• **EXERCISE TASK**:
Please copy out everything from the start of the items down to the line containing "340,144,350,177", requests included, and offset every box coordinate in the answers by adding 121. Leave the pictures out.

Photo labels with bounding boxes
━━━━━━━━

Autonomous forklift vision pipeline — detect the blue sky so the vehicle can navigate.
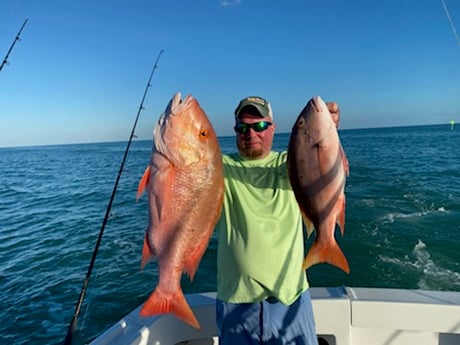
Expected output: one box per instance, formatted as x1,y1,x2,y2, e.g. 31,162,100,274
0,0,460,147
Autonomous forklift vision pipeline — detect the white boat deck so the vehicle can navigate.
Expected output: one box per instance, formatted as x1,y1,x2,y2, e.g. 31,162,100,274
91,287,460,345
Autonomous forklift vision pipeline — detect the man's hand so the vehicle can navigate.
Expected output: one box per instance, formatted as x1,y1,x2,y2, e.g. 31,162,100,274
326,102,340,128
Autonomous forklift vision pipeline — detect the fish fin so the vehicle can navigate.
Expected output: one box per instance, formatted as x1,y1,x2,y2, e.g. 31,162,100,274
136,165,150,201
139,287,201,330
302,241,350,273
336,194,345,236
301,211,315,238
141,233,155,270
340,144,350,177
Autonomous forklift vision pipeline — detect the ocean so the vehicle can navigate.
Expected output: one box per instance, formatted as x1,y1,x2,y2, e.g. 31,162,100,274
0,125,460,344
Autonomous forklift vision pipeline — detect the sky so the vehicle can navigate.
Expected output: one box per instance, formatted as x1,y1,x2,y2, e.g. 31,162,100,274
0,0,460,147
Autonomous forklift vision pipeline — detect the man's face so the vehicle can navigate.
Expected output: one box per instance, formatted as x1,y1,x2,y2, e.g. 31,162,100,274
236,111,275,159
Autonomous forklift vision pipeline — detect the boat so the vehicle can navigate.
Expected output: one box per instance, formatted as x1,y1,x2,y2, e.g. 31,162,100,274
90,287,460,345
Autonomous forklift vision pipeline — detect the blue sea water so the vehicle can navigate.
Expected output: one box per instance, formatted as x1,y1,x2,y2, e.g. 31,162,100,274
0,125,460,344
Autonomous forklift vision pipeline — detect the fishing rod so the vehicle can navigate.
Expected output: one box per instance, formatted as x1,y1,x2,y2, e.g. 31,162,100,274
64,49,163,345
441,0,460,46
0,19,29,71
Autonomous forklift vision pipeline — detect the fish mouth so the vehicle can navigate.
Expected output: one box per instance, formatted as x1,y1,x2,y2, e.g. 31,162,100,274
164,92,182,116
310,96,324,113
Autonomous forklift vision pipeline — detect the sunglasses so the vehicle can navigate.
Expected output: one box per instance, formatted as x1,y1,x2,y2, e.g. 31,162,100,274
233,121,272,134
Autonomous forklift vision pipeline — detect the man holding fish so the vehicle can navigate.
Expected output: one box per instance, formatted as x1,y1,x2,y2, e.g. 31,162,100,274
216,97,344,345
138,93,349,345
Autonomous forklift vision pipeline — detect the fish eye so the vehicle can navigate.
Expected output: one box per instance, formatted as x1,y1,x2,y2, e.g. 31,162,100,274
200,129,209,139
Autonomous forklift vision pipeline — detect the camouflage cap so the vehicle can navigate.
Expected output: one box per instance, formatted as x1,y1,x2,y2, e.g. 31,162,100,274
235,96,273,119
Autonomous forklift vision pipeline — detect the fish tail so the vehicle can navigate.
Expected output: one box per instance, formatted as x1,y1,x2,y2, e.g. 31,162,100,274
139,287,201,330
302,241,350,274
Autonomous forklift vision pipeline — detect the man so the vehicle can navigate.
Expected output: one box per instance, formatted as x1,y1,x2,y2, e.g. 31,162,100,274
216,97,339,345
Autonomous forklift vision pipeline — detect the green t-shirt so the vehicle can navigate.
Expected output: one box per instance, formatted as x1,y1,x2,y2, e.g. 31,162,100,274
217,152,308,305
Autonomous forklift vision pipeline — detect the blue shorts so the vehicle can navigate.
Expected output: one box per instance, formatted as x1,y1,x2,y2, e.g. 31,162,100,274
216,290,318,345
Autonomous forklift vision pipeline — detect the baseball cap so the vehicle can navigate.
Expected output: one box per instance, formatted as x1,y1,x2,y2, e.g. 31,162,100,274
235,96,273,119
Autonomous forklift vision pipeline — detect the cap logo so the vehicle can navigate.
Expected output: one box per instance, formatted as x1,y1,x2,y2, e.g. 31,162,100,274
245,97,265,106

━━━━━━━━

• **WORKED ANSWER**:
Autonomous forklift vision pipeline — detect the blue sky so the vehicle can navigate.
Expected output: one box per instance, formatted as x1,y1,x2,y2, e.g. 31,162,100,274
121,121,581,268
Autonomous forklift vision pipeline — detect the white boat deck so the vehicle can navigate.
Expected output: one box per instance, formatted as x1,y1,x2,y2, e.g. 31,162,100,274
212,408,581,466
Autonomous forklift vision pipeline — detect the man's hand so the vehicle can navigate.
Expected output: one box per instance, formatted as x1,y1,x2,y2, e.g. 31,162,100,274
447,223,461,249
Autonomous forklift vision pipeline — detect the fish fin so the vehicle can navigate.
Expected output: one box per instance, formatted as x1,y1,x2,y2, e.g. 31,162,100,274
257,286,271,322
260,408,322,451
423,362,471,394
457,315,466,357
422,332,436,359
262,354,276,391
461,265,471,298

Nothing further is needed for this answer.